To do
Copy every line of the material below word for word, but leave the pictures out of your copy.

(Saved items)

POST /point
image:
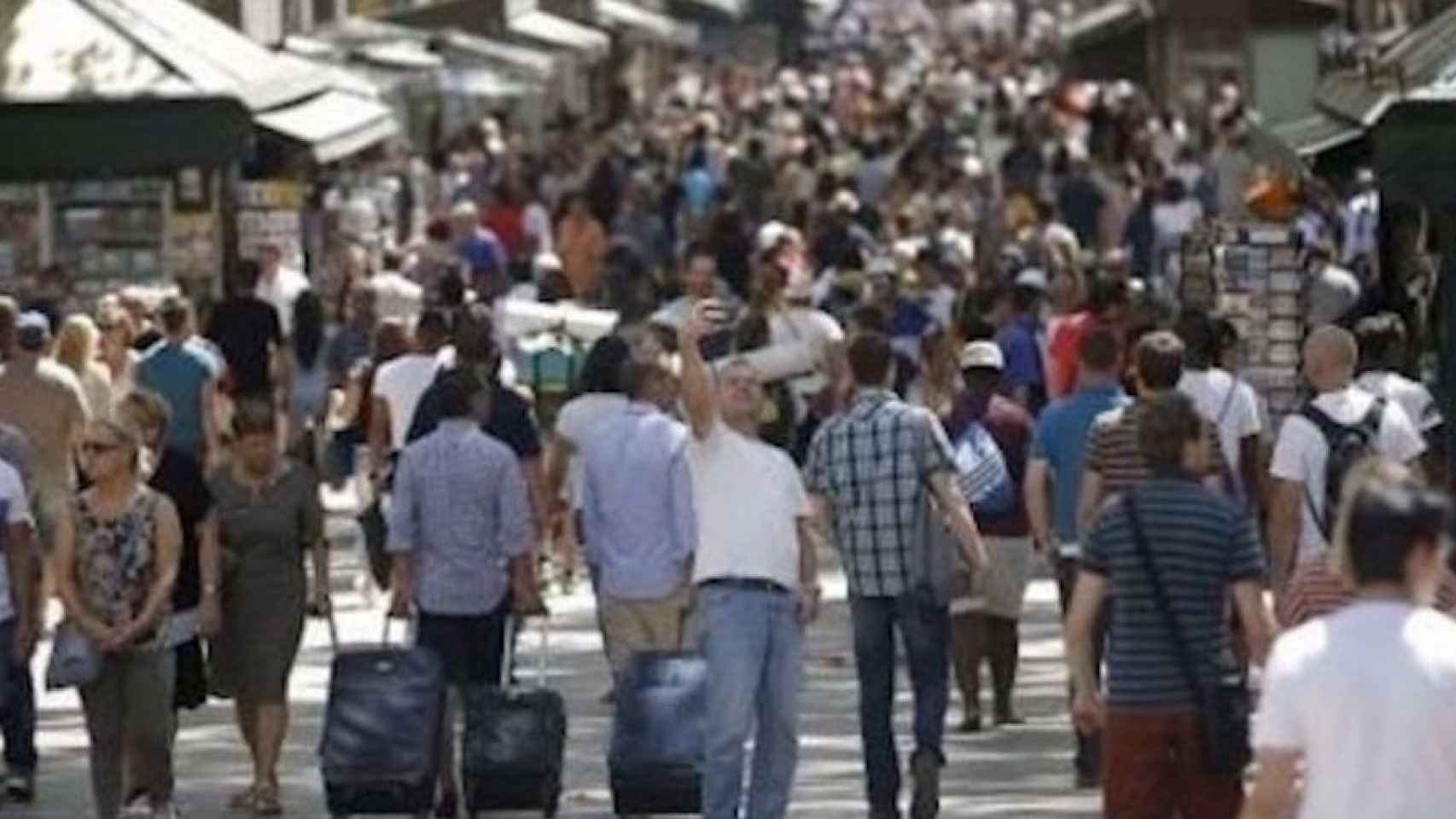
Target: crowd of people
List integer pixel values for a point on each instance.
(916, 299)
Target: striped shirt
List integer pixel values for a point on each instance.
(1200, 546)
(872, 466)
(1113, 451)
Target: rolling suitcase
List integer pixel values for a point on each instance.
(381, 746)
(515, 742)
(657, 752)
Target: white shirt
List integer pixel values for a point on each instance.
(1412, 396)
(402, 383)
(1366, 695)
(575, 421)
(282, 291)
(16, 509)
(1226, 404)
(738, 536)
(1302, 453)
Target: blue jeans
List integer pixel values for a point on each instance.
(16, 707)
(754, 649)
(926, 631)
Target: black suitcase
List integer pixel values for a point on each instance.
(657, 752)
(381, 746)
(515, 742)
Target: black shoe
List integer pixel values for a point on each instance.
(447, 806)
(20, 786)
(925, 770)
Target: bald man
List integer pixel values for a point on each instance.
(1299, 518)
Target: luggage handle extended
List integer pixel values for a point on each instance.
(509, 656)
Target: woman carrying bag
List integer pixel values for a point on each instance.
(115, 565)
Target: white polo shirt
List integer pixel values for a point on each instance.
(748, 499)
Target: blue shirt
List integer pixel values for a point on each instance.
(637, 507)
(1062, 439)
(460, 509)
(1200, 546)
(179, 375)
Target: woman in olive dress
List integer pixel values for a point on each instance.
(268, 517)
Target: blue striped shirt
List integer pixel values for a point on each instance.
(637, 505)
(460, 509)
(1202, 546)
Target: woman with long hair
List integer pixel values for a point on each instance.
(115, 567)
(268, 518)
(76, 350)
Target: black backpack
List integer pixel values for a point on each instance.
(1348, 445)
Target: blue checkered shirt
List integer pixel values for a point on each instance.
(872, 466)
(460, 509)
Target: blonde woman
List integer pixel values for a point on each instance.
(115, 565)
(76, 350)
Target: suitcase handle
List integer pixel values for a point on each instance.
(509, 659)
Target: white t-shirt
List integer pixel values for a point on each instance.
(402, 383)
(282, 291)
(757, 540)
(575, 421)
(15, 508)
(1237, 415)
(1366, 695)
(1412, 396)
(1302, 453)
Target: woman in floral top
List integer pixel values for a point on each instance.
(115, 569)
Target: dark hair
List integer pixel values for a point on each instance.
(456, 392)
(870, 358)
(253, 416)
(1159, 360)
(602, 369)
(1165, 424)
(1382, 340)
(1098, 351)
(1200, 338)
(307, 328)
(433, 326)
(1386, 515)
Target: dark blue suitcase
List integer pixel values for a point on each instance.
(657, 754)
(381, 746)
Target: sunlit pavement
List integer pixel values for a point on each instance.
(1024, 771)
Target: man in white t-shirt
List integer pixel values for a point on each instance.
(1356, 706)
(399, 385)
(757, 584)
(1223, 402)
(18, 612)
(278, 286)
(1297, 507)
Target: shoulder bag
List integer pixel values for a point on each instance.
(1223, 703)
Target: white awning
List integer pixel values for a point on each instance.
(561, 32)
(332, 124)
(649, 22)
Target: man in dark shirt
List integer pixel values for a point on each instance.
(248, 332)
(985, 627)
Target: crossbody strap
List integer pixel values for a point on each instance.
(1181, 649)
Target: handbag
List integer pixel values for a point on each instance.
(1223, 705)
(74, 659)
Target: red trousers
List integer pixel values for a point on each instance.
(1154, 769)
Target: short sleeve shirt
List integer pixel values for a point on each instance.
(872, 464)
(1200, 546)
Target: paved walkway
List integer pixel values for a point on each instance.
(1014, 773)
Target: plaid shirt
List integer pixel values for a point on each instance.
(872, 466)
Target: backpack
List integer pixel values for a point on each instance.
(981, 472)
(1348, 445)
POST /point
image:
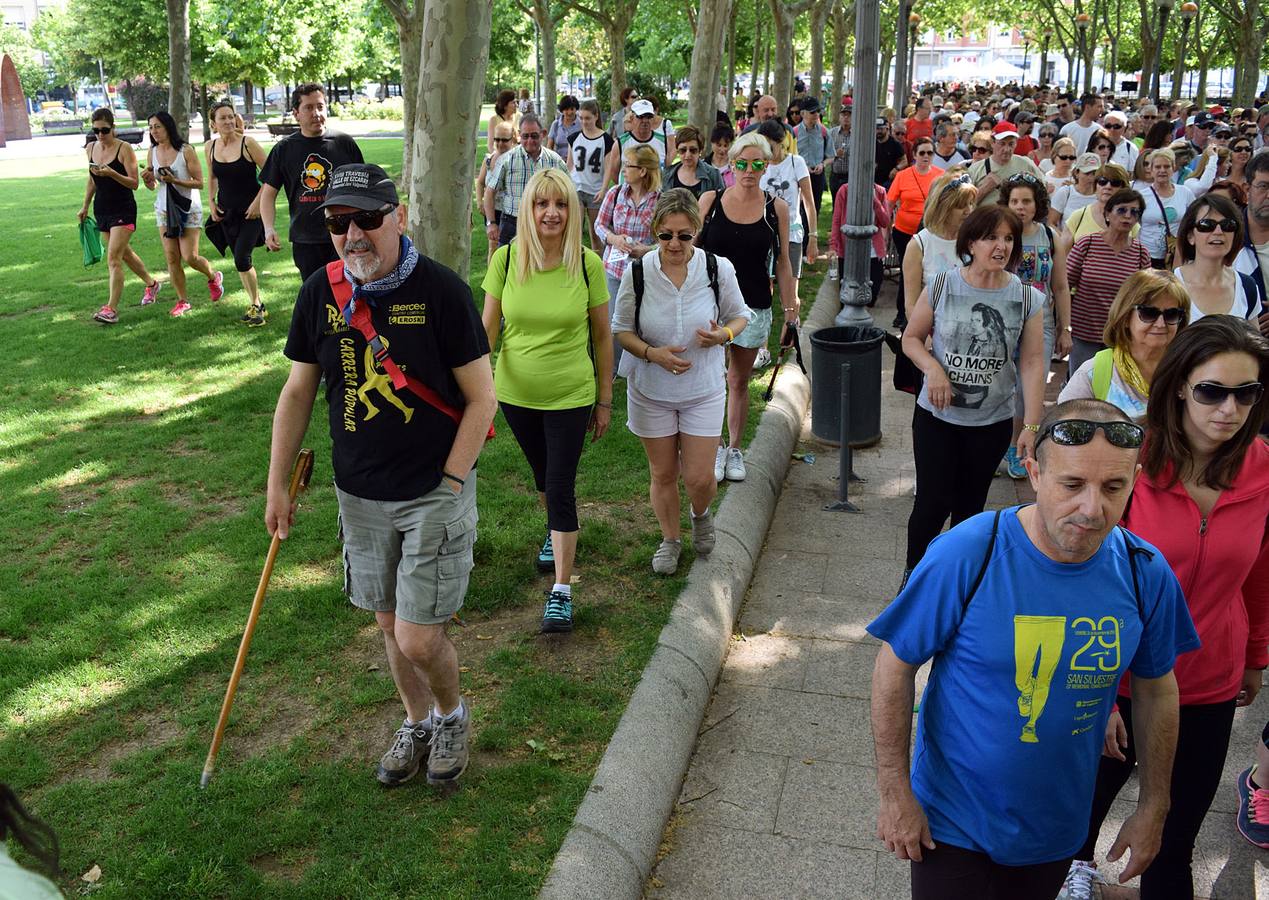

Exercise answer
POST /point
image:
Target: crowd of people
List integer pixel values for a point on each instance.
(916, 299)
Target: striped shirt
List integer pixel values for a point on each instance.
(1200, 546)
(872, 466)
(1113, 451)
Target: rolling suitcase
List integer pixel values for a point on each instance.
(381, 746)
(515, 742)
(657, 752)
Target: white shirt
List integer pixel values for a point on each instance.
(1412, 396)
(402, 383)
(1366, 695)
(575, 421)
(282, 291)
(16, 509)
(1226, 404)
(738, 536)
(1302, 453)
Target: blue jeans
List integer pixel values for a point on each instance.
(16, 707)
(754, 649)
(926, 631)
Target: black suitcase
List integer pixel values for a point on each instance.
(657, 752)
(381, 746)
(515, 742)
Target: black shoe
List integer pixel values for a point on each instance.
(447, 806)
(20, 786)
(925, 770)
Target: bald man
List integer pixel values for a point on each instance.
(1299, 518)
Target: luggage handle extended
List integer pixel values for a point on each instance.
(509, 656)
Target: woman carrying bag
List integer pixel values for a point on each instance.
(115, 565)
Target: white polo shirt
List integer pixel values for a point on each instance.
(748, 499)
Target: blue shirt
List integer pixel values for a point on each instance.
(637, 507)
(1062, 439)
(460, 509)
(1200, 546)
(179, 375)
Target: woman in olive dress
List integer pixel values for a point on each instance.
(268, 517)
Target: blue striped shirt
List integer pixel values for a point on each instance.
(637, 505)
(460, 509)
(1202, 546)
Target: woman with long hair
List integer pixel values for a point on each instance.
(115, 567)
(268, 518)
(76, 350)
Target: black backpack
List integer pixel values for a point on each instance.
(1348, 445)
Target: blue checkered shirt
List integer pixel values for a point on each instance.
(872, 466)
(460, 509)
Target: blonde woman
List integer pixel values for a point on each instance.
(115, 565)
(76, 350)
Target: suitcase handle
List integer pixel values for a point on each instance.
(509, 659)
Target: white t-shirt
List integer pixel values for a point on each instance.
(402, 383)
(282, 291)
(757, 540)
(575, 421)
(15, 508)
(1237, 415)
(1366, 695)
(1412, 396)
(1302, 453)
Target: woman in floral top
List integer pixel values for a point on each instance.
(115, 569)
Target: dark hair
List integer pixel values for a point on each instance.
(456, 392)
(870, 358)
(253, 416)
(1159, 360)
(602, 369)
(1165, 424)
(1382, 340)
(1098, 351)
(1200, 338)
(307, 328)
(433, 326)
(1386, 515)
Target: dark blue suitcase
List integer pixel values for a point on each instance.
(657, 754)
(381, 746)
Target: sunlit pavement
List integer pixel values for a point on each instance.
(1024, 771)
Target: man in white t-shirt
List integer pixel values for a point on each instance.
(1356, 706)
(399, 385)
(757, 584)
(1223, 402)
(18, 612)
(278, 286)
(1297, 507)
Target: shoulder bag
List integer pixel values for a point on each instance.
(1223, 703)
Target: white awning
List integer pixel values for a point on each instance.
(561, 32)
(332, 124)
(649, 22)
Target: man in dark shirt
List integer pixel values for a point on each instance.
(248, 332)
(985, 627)
Target: crossbody strap
List integer pixel values for a point on each instance.
(1181, 649)
Target: handbag
List integer pixel values for a point on each instance.
(1223, 705)
(74, 659)
Target: red trousers
List integer pixel values for a point on each instance.
(1154, 769)
Target: short sleeve shirt
List integer pixel values for a point on each instance.
(872, 464)
(1200, 546)
Target: paved walkway
List integer pixel values for a point on each instance.
(1014, 773)
Target: plaid shirt
List integer pixel values for a point on each instance.
(872, 466)
Target: backpack
List integer pixel values for a point on each instance.
(981, 472)
(1348, 445)
POST /point
image:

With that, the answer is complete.